# Excerpt
--

E.C. Larkin, San Antonio, Texas has been active in the livestock communications industry for 35 years and is currently publisher of the Gulf Coast Cattleman, an LPC charter member, and The Beefmaster Cowman, the official publication of Beefmaster Breeders United. Larkin graduated from East Texas State University in 1966. He was LPC president from 1984-85 and has served on many LPC committees since 1979. Larkin has also worked for other LPC-member-publications, including Polled Hereford World magazine and Western Livestock Journal.
J. Neil Orth, San Antonio, Texas. For 12 years Orth served as executive vice president of the International Brangus Breeders Association and president of Brangus Publications, Inc. (BPI). He has been on the staff of member organizations of LPC since 1975 plus being involved in numerous other other livestock associations including U.S. Beef Breeds Council, National Pedigreed Livestock Council, Beef ’s Beef Association (NCBA) Seedstock Steering Committee.

--

# Information supplied
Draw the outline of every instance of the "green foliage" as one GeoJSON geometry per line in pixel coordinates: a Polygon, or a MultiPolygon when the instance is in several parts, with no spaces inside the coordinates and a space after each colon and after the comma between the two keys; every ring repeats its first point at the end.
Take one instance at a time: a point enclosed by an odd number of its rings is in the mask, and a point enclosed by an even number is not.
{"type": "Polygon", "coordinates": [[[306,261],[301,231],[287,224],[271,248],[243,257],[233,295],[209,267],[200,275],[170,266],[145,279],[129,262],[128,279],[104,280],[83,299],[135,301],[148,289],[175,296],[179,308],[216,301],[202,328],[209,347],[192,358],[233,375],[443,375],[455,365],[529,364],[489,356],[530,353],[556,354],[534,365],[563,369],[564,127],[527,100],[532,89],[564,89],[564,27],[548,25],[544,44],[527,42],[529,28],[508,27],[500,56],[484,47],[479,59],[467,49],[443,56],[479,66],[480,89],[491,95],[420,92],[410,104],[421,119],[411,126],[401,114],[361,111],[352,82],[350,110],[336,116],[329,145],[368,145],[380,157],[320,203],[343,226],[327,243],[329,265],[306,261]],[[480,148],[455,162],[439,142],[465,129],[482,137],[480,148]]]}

--

# Task list
**a.** In the livestock publishing excerpt, in what year did Larkin graduate from East Texas State University?
**b.** Do these statements agree with the livestock publishing excerpt? (i) Larkin was LPC president from 1984-85. (ii) Orth has been on the staff of LPC member organizations since 1979. (iii) Orth led the International Brangus Breeders Association as executive vice president for 12 years. Answer yes or no for each and quote the words that decide it.
**c.** Continue the livestock publishing excerpt from its last sentence.

# Results of the exercise
**a.** 1966

**b.**
(i) Yes: "He was LPC president from 1984-85"
(ii) No: "He has been on the staff of member organizations of LPC since 1975"
(iii) Yes: "For 12 years Orth served as executive vice president of the International Brangus Breeders Association"

**c.**
Warren Morse, Lenexa, Kansas. Morse, was vice president and publishing director of Vance Publishing overseeing the livestock division including the titles of Drovers, Dairy Herd Management, Pork ‘99, Swine Practitioner, Bovine Veterinarian, Meat and Seafood Merchandising. He joined the Drovers Journal in 1958 as a livestock fieldman and became livestock sales manager in 1966. He was also an active member of the APA. Morse
served in the US Army following his graduation from the University of Missouri.
Warren Kester, Bella Vista, Arkansas. Features editor, BEEF Magazine. He has more than 54 years’ experience in both broadcast and written media with a trademark throughout his career being his commitment to the producer. A native of Audubon County, Iowa, he graduated from Iowa State University with a degree in agronomy. His background extends into radio work but in 1969 became managing editor of the Beef Extra supplement for Farm Journal. In 1980 he moved to BEEF in a similar position and remained until 1986. He continued in semi-retirement
as features editor for BEEF.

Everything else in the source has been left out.